— DATA —
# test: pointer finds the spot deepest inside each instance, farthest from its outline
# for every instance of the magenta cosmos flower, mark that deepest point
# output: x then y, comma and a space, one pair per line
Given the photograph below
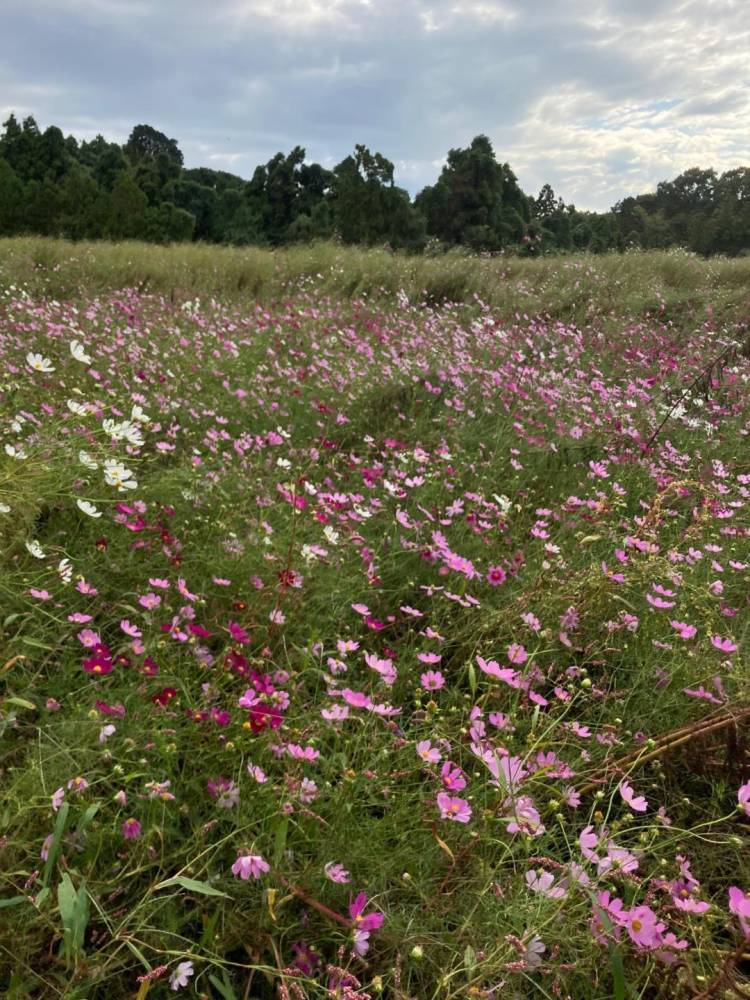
249, 864
432, 680
636, 802
363, 923
739, 905
743, 798
131, 829
454, 808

— GIVEN EXERCISE —
Reproduce the listing above in full, request lines included, with every x and y coordinate in the answers multiplied by 1.7 and rounded to the nearest whole number, halves rounded up. Leave the pictures out.

— WORKED ANSWER —
# test: pointer finds the spot deepest inside each instance, farthest from its outline
# for every instance of the magenta cosmos flower, mark that deepest point
# output: x then y, comma and a space, one pair per line
Given the photograph below
423, 1469
734, 1156
1081, 1363
617, 1569
1256, 1539
1263, 1357
223, 1409
772, 1374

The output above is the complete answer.